begin Records provided

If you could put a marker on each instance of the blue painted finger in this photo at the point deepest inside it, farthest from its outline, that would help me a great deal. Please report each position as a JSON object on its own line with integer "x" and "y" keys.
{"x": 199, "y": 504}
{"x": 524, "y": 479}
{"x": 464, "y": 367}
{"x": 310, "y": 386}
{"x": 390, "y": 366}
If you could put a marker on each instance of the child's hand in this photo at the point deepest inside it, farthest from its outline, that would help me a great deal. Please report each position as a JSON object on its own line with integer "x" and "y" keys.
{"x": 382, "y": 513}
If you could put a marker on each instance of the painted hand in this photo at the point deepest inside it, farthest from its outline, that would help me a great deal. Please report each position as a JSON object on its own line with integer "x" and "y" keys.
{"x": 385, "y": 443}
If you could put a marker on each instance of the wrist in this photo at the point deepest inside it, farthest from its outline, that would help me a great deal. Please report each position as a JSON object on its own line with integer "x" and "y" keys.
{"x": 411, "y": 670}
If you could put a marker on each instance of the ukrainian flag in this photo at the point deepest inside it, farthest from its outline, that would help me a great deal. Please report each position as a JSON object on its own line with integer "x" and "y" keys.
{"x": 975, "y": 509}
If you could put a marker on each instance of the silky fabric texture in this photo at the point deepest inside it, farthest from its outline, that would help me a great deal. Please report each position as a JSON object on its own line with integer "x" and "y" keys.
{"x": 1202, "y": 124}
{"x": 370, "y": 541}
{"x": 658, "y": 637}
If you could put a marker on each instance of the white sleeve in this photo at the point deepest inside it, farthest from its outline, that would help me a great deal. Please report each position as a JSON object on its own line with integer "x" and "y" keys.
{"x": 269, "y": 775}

end Records provided
begin Records provided

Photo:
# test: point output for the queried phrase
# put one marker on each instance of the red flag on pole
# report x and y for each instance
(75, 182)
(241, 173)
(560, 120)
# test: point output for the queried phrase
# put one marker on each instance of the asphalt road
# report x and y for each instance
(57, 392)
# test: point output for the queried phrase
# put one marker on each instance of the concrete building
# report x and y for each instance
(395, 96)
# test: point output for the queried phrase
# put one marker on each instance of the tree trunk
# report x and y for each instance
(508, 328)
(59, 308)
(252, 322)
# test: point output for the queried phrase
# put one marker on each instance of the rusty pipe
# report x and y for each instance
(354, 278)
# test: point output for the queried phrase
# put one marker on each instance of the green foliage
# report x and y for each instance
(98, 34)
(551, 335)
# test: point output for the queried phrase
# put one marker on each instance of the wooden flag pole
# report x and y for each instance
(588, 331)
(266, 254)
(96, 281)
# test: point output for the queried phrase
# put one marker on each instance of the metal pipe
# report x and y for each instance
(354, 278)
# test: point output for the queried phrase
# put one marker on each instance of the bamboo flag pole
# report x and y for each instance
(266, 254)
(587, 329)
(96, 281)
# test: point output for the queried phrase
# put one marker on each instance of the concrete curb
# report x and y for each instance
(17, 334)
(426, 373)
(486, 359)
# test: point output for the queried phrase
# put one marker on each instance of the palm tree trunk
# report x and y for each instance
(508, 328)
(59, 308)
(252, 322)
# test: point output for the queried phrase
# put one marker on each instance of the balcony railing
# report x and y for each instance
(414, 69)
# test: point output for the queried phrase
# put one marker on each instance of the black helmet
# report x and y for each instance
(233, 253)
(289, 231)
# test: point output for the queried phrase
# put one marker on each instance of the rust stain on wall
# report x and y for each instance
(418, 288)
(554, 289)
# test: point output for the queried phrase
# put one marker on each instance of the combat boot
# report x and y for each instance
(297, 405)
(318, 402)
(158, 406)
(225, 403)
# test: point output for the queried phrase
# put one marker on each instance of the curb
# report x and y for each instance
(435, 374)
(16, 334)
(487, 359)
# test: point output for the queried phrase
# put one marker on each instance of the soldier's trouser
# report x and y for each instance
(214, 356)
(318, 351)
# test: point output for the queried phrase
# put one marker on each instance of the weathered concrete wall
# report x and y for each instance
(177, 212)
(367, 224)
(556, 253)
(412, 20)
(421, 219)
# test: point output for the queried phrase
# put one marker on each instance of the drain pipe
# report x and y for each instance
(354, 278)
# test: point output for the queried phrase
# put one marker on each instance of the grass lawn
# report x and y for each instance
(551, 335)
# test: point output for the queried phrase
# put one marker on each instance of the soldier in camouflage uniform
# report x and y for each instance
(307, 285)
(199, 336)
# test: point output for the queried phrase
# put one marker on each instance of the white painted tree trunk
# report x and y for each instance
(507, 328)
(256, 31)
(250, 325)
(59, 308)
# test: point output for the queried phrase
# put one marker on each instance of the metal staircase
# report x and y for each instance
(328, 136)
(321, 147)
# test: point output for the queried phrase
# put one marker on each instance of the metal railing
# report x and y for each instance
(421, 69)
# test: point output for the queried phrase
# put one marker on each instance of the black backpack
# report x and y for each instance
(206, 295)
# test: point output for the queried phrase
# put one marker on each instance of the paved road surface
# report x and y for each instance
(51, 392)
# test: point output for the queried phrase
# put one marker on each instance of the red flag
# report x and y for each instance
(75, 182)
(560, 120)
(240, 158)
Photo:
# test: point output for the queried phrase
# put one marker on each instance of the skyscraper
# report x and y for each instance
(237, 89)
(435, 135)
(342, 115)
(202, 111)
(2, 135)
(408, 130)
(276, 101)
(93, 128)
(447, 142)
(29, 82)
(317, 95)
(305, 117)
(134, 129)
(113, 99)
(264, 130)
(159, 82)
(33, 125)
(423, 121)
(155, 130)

end Records provided
begin Records provided

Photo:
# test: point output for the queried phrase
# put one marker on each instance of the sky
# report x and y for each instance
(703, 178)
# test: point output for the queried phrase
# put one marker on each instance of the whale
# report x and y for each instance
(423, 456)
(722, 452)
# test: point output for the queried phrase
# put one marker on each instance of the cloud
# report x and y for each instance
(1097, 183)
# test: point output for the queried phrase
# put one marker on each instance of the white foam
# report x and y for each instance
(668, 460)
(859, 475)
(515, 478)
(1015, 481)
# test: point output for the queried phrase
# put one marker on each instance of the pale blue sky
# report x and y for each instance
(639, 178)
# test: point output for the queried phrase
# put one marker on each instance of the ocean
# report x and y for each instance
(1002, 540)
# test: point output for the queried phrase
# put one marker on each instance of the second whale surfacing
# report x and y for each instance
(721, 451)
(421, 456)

end Records provided

- **What the task asks**
Display each line above that contains the string "hand". The match is case-sensitive.

- **Solution to the problem**
If you could put a marker on each instance of the child's hand in this photo at the point deepest inside it, farthest from its outline, that would help me a great deal. Please report each position as a JSON object on its own line with integer "x" and "y" keys.
If you could put a marker on each instance of the painted hand in this photo at the point deepest inside it, farthest from its outline, that would help me a great deal. Please report each position as a JSON object on its own line with integer "x" and "y" keys.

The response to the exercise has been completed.